Nerea Calvillo
Nerea Calvillo explores the material, technological, political, and social dimensions of environmental pollution, at the intersections between architecture, feminist studies of technoscience, new materialisms and urban ecological policies. She is presently working on toxicity and politics, pollen, and queer urban political ecology, as she completed her manuscript for Aeropolis: Sensing Open Air, Pollution and Queer Political Ecologies.
She is Associate Professor at the Centre for Interdisciplinary Methodologies, University of Warwick, and adjunct assistant professor in the Master of Science in Advanced Architectural Design, Columbia University, New York. She co-founded C+ arquitectas and In the Air, a joint research project looking into environmental mediations. Her work has been presented and exhibited in international venues such as the Canadian Centre for Architecture, the Royal Academy of Arts, and the Museo de Arte Contemporáneo de Chile. She is co-editor of the special edition of Toxic Politics (Social Studies of Science, 2018) and also of the book What Urban Media Art Can Do – Why When Where & How? (av edition, 2016).
How can we know about the environments that refuse being sensed? About environments sensed through bodies in pain? How can we recognize what we/it is sensing? Is sensing a mediation, and if so, can it be environmental? These questions are addressed through Aeropolis, a conceptual, methodological and discursive framework to think about air and its pollution as material, situated, embodied and socio-technical assemblages. As a transfeminist project, Aeropolis embraces the multiplicity of ways in which the air and its pollution are conceptualized, suffered and dealt with. In particular, the presentation unpacks different ways of air sensing, from institutional monitoring networks, to DIY citizen science projects to physical perceptions of pollution, to identify what counts as evidence in toxic regimes, who does the sensing and what exactly is being sensed. As a design and political project, Aeropolis aims to multiply the spaces of intervention through Environmental Mediations, experimental artifacts to sense differently in and within our polluted worlds.

» **ACTIVITIES**:
1. Translate this sentence from the Nerea Calvillo profile into French: "She co-founded C+ arquitectas and In the Air, a joint research project looking into environmental mediations."
2. Retype the Nerea Calvillo profile from "She is Associate" to "(av edition, 2016).".
The listing after the Nerea Calvillo profile isn't needed.

» **EXCERPTED RECORDS**:

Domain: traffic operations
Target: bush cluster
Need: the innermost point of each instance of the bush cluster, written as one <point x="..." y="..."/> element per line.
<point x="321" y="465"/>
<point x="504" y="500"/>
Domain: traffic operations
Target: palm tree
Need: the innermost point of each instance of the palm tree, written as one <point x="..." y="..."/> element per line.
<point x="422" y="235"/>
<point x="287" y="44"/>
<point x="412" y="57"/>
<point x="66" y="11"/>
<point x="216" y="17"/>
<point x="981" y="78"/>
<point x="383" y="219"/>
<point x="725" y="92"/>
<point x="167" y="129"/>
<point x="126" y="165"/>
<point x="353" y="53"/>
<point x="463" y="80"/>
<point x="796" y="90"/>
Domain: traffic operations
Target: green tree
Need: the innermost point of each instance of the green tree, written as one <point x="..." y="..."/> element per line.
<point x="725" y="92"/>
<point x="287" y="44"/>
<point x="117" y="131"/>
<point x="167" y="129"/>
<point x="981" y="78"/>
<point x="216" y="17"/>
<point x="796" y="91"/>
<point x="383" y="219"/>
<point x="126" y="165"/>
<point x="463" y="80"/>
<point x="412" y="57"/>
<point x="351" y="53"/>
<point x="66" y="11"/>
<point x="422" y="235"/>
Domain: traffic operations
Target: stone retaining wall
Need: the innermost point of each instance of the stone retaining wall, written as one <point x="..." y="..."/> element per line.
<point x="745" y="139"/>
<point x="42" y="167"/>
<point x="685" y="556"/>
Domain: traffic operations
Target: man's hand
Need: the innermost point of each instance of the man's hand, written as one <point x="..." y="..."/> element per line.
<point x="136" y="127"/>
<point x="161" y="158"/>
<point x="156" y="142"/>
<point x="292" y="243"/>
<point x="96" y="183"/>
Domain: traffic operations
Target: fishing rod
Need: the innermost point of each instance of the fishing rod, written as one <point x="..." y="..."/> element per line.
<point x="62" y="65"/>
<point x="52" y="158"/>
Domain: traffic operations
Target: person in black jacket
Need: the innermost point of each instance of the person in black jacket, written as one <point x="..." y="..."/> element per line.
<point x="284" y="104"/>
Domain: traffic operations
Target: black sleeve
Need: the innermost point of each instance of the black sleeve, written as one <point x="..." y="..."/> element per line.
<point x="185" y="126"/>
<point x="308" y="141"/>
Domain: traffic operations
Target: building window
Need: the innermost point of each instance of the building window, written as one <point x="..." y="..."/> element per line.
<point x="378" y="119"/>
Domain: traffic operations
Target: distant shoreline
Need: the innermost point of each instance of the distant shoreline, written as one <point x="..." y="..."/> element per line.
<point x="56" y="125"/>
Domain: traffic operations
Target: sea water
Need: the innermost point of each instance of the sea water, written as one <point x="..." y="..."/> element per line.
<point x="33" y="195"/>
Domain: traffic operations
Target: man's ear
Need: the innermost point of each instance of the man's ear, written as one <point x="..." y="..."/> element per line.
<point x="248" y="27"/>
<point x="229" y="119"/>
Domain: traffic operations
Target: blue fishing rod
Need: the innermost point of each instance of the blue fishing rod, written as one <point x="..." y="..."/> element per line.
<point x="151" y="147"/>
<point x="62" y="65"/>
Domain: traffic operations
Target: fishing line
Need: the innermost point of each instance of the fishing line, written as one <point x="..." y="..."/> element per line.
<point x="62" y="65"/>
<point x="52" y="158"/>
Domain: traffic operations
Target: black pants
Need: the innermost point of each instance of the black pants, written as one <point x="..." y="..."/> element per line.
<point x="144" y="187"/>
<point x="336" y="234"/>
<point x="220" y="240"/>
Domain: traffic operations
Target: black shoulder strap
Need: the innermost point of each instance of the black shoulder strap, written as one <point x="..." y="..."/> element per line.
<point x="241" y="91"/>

» **EXERCISE RESPONSES**:
1. Elle a cofondé C+ arquitectas et In the Air, un projet de recherche commun consacré aux médiations environnementales.

2.
She is Associate Professor at the Centre for Interdisciplinary Methodologies, University of Warwick, and adjunct assistant professor in the Master of Science in Advanced Architectural Design, Columbia University, New York. She co-founded C+ arquitectas and In the Air, a joint research project looking into environmental mediations. Her work has been presented and exhibited in international venues such as the Canadian Centre for Architecture, the Royal Academy of Arts, and the Museo de Arte Contemporáneo de Chile. She is co-editor of the special edition of Toxic Politics (Social Studies of Science, 2018) and also of the book What Urban Media Art Can Do – Why When Where & How? (av edition, 2016).